> _What you are asked to do_
Copy out all the entries below, word for word.

[Data items]
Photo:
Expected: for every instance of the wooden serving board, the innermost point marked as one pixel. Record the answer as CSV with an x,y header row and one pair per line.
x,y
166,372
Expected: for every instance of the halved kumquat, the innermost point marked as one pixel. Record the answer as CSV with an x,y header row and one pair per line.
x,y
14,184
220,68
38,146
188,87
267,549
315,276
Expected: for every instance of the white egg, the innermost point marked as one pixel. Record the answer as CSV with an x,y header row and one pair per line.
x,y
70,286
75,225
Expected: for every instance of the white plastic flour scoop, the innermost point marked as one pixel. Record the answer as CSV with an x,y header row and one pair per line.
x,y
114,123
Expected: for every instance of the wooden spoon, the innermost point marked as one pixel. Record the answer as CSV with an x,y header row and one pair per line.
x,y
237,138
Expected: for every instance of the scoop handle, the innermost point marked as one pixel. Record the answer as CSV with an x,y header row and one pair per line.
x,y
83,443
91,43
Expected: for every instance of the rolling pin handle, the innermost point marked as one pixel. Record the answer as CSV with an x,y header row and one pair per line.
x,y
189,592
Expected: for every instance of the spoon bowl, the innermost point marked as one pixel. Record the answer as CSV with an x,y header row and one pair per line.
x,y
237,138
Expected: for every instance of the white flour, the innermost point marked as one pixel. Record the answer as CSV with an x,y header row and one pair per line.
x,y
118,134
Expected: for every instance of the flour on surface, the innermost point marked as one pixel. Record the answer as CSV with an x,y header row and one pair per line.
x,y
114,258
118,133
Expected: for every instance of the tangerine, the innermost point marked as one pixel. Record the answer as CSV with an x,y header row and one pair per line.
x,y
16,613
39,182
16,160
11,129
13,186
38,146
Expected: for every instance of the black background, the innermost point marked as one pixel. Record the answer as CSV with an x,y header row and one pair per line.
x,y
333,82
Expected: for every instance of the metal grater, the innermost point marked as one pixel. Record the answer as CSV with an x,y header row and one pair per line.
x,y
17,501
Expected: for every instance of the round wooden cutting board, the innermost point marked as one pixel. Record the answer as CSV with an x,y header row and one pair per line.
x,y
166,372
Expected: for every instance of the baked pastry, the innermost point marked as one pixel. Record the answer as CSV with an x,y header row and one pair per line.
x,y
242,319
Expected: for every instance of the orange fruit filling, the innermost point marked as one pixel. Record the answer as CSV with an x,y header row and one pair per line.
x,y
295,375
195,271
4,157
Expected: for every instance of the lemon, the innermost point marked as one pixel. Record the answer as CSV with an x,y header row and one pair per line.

> _Solution_
Photo:
Expected: for every instance of the wooden serving board, the innermost point marked as one pixel. Record the answer as CSV with an x,y header row and one pair per line.
x,y
166,372
Expected: for every instance of the halved kumquat, the innermost point marked as one pixel. Record the answer as CSV with an x,y header row and one pair per line.
x,y
14,184
220,68
38,146
188,87
267,549
315,276
Expected: for every instance of the white egg, the innermost point marked as one pixel. Record the answer as CSV with an x,y header row and one pair per line.
x,y
70,286
75,225
Expected: for every instance of the white plastic flour scoop, the innermost point marked as one pixel. Record the answer as CSV with an x,y header row and one pair per line.
x,y
114,123
Expected: for every instance of the wooden spoon, the innermost point marked as one pixel. Record the answer as CSV with an x,y header row and one pair per line.
x,y
237,138
Expected: for every instance of the scoop handle, the innermost point marked as one pixel. Record the answer as CSV with an x,y header row and one pair per line.
x,y
83,443
91,43
Expected: for every instance of the rolling pin handle, the innermost point marked as one pixel. Record the answer as CSV with an x,y header row and one pair per line.
x,y
189,592
Expected: for every instance of the spoon bowl, the innermost point marked as one pixel. Record the answer as CSV with an x,y header row and one pair per line.
x,y
237,138
Expected: for every instance of the white flour, the innermost point marked as one pixel. Record the answer as CSV with an x,y header row and one pair per line.
x,y
118,134
Expected: for every instance of the flour on surface, the innermost point marked as one pixel. Record the answer as CSV with an x,y header row and one pair per line.
x,y
114,258
118,133
Expected: for every instance of the tangerine, the innermost point marked as one pixel. Record the answer as CSV with an x,y header row and one pair per line.
x,y
16,613
39,182
16,160
11,129
13,186
38,146
Expected: for every instance of the black background, the innermost point marked as one pixel. Record the answer as CSV with an x,y header row and one pair per line.
x,y
333,82
Expected: for every instance of the metal grater, the innermost point marked as one pixel. Record the answer as CSV with an x,y header row and one pair per line.
x,y
17,501
Expected: for every instance of the round wooden cutting board, the innermost point marked as one pixel. Record the answer as CSV with an x,y header row and one pair per line.
x,y
166,372
Expected: for every instance of the baked pastry, the innermost point marked as one pixel. Record the answer as CSV with an x,y header row and one pair per line.
x,y
242,319
Expected: for every instance of the orange fruit filling, the innermost point marked as one pixel. Record the answer as CSV with an x,y header row and one pair per line.
x,y
295,375
195,271
4,157
Expected: for every instance of the lemon, the innermost point marked as one pixel. Record the answer as CSV with an x,y header row and one pair per line.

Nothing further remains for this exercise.